Problem requirements
Quote the records below from the line containing "Record the location of each instance of the person" through the last line of the records, copying every line without any change.

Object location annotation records
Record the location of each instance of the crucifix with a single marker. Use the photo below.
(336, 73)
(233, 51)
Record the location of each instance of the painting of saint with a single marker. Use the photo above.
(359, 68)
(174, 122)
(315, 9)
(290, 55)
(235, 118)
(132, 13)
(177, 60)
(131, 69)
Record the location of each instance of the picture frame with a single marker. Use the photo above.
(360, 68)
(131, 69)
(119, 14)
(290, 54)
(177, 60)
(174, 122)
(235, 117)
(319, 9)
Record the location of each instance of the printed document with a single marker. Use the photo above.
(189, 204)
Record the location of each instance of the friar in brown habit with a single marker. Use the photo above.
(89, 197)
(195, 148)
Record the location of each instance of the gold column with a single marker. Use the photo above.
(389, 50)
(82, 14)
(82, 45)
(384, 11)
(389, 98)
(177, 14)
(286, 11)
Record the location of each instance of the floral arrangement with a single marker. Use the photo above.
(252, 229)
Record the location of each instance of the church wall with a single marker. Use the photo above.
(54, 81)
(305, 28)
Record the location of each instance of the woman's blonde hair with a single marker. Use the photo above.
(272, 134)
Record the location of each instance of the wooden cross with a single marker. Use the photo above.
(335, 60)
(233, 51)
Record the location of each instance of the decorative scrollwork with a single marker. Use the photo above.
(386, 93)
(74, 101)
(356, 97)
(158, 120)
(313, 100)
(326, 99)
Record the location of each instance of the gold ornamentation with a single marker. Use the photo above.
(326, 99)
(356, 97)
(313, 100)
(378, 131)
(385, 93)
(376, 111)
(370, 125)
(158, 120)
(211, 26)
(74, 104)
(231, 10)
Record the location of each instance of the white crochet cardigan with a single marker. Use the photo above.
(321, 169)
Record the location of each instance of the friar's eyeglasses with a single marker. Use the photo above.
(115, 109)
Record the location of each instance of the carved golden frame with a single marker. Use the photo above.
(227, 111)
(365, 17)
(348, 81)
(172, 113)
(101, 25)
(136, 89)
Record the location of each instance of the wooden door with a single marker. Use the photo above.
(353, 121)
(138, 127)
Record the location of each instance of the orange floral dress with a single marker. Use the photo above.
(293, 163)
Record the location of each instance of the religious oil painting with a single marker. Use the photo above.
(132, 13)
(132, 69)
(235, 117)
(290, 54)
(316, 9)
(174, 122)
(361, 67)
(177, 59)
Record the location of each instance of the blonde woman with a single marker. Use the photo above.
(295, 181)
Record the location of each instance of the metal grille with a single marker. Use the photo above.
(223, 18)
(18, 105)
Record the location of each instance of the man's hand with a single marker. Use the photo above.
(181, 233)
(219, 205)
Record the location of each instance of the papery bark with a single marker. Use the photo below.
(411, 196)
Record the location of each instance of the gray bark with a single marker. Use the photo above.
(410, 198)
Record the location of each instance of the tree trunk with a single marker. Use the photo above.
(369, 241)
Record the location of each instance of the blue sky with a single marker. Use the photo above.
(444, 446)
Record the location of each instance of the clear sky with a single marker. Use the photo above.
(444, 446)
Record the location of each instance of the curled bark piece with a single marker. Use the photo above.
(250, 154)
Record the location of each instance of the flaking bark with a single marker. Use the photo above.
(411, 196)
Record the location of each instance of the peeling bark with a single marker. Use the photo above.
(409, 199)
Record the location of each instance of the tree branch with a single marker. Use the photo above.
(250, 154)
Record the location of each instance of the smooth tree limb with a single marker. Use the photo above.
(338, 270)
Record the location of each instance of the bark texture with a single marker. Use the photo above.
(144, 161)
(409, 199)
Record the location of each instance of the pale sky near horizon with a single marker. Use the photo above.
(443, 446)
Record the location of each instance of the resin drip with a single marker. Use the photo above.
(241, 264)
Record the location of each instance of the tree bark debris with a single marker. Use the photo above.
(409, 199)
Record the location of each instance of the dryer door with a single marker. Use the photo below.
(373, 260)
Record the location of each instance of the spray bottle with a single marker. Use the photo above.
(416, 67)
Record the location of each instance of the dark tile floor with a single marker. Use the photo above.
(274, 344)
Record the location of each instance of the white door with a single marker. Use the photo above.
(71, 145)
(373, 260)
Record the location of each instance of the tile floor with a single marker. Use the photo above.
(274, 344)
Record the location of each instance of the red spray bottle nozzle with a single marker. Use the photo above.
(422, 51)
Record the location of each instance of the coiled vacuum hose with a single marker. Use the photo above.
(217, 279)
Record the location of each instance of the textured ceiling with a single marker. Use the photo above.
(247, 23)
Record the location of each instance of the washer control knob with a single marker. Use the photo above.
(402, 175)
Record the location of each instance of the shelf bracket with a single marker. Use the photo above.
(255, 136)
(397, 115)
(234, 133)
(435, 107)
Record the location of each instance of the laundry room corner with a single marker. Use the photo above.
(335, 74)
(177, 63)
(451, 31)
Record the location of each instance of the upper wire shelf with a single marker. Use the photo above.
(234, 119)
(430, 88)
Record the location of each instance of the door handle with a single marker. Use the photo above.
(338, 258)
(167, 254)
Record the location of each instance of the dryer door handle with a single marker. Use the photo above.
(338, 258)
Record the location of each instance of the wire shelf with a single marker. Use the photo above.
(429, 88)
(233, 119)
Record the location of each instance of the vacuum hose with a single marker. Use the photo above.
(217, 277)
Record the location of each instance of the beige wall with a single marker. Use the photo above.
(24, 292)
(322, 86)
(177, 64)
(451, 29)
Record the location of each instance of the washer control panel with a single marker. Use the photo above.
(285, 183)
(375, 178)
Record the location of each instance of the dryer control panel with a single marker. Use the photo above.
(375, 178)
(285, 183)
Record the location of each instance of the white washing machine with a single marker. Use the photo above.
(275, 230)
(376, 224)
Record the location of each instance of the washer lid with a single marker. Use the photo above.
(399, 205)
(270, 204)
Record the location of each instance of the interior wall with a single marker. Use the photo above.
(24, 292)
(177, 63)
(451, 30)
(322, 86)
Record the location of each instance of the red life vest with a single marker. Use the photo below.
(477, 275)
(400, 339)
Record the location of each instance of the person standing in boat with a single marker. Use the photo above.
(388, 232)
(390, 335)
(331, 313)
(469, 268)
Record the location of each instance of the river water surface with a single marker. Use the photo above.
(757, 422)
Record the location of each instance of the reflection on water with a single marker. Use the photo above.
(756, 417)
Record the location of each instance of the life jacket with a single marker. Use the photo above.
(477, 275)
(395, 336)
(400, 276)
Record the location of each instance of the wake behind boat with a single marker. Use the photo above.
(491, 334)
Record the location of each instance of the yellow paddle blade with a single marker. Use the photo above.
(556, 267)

Solution for this problem
Record the location of each instance of the person standing in boat with a single marker. Use the photo above.
(388, 232)
(390, 335)
(331, 313)
(469, 268)
Record the location of each instance of the river water surface with a single marker. Use the photo above.
(757, 422)
Record the location of each instance of the reflection on water with a single marker. Use the photo above.
(756, 417)
Record the location of each instance of the life jacket with a single marker. Use the photo above.
(477, 275)
(395, 336)
(400, 276)
Record the location of each instance of the wake behind boat with a single marker. Use the photo above.
(491, 334)
Record the location of each instance of the yellow paddle blade with a single marker. Use the photo above.
(556, 267)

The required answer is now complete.